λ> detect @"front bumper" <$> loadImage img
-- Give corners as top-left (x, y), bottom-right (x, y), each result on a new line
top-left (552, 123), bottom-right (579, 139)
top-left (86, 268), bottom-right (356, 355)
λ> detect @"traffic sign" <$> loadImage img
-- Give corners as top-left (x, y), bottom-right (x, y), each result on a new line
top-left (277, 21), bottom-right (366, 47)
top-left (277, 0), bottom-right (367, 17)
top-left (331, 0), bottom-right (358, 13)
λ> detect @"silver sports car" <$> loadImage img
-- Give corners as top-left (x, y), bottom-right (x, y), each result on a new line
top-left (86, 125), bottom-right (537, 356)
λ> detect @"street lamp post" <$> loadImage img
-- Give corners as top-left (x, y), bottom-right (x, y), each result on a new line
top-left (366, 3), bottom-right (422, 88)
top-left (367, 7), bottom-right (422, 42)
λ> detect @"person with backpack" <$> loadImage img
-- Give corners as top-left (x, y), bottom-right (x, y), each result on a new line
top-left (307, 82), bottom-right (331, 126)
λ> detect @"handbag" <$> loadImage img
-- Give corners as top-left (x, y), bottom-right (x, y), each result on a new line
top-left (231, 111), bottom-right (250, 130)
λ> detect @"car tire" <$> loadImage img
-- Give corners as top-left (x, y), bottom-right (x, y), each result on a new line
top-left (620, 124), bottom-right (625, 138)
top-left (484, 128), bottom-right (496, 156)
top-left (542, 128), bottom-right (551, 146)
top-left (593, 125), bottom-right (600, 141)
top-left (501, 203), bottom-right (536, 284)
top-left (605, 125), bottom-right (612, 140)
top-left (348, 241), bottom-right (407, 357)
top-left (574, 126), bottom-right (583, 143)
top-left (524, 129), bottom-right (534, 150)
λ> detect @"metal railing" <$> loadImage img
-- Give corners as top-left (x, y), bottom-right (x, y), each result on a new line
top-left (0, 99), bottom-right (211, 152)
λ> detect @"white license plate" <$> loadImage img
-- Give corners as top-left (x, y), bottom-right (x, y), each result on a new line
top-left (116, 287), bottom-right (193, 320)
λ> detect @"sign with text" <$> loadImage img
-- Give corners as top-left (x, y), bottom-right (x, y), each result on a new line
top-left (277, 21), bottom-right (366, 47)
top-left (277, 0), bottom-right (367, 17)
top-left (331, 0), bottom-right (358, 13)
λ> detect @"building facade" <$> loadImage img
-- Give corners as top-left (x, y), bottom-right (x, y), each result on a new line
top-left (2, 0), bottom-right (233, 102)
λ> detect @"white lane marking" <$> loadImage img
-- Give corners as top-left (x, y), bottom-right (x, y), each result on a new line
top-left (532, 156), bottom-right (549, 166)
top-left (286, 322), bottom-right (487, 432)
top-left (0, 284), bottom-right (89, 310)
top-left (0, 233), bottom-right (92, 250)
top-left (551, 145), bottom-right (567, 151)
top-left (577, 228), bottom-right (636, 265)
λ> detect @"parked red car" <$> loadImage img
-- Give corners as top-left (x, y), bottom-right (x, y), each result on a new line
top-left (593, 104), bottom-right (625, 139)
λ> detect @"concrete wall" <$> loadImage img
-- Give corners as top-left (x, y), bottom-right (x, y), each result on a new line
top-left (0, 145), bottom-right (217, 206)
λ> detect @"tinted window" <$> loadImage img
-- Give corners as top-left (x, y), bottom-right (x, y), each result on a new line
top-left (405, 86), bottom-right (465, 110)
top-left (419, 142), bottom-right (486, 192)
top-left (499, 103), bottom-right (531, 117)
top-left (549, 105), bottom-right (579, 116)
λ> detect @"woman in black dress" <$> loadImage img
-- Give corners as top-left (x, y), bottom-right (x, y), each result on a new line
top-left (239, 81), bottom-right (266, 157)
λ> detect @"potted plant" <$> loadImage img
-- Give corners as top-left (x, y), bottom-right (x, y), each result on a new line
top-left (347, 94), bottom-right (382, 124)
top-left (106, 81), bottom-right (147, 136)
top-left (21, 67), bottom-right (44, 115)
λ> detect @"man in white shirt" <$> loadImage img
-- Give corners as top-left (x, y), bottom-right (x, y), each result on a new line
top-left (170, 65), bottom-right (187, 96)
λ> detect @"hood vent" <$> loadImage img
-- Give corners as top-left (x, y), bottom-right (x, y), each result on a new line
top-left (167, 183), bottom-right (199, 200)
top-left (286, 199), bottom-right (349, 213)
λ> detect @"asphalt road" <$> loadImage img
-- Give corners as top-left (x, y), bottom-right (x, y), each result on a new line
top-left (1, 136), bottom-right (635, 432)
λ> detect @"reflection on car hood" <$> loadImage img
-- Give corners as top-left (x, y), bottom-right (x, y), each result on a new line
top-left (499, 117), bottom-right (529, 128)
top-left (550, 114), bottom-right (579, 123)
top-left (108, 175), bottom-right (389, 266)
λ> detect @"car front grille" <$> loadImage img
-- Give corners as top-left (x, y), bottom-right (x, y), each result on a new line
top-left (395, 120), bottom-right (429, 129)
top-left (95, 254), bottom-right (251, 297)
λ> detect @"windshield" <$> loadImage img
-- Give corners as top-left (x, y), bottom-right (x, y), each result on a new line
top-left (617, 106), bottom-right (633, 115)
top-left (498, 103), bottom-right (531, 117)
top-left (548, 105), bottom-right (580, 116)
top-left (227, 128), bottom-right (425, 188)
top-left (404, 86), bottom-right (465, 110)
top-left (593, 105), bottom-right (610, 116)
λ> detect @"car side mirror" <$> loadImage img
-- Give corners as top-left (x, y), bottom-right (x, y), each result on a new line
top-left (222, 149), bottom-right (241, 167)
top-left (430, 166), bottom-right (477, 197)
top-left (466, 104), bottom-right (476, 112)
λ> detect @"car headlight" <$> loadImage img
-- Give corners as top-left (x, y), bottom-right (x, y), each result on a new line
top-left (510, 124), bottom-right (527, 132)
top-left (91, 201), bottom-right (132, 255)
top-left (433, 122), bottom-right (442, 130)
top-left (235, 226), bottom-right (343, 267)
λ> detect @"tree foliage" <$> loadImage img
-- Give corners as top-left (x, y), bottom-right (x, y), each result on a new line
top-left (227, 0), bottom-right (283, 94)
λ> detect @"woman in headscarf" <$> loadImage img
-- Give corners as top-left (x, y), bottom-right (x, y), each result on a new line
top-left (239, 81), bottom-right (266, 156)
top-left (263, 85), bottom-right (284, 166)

------

Which lines of the entries above contain the word "white"? Copy each of them.

λ> detect @"white license plate" <$> loadImage img
λ> detect @"white lane marking" <$> loadImage img
λ> detect @"man in white shirt" <$> loadImage img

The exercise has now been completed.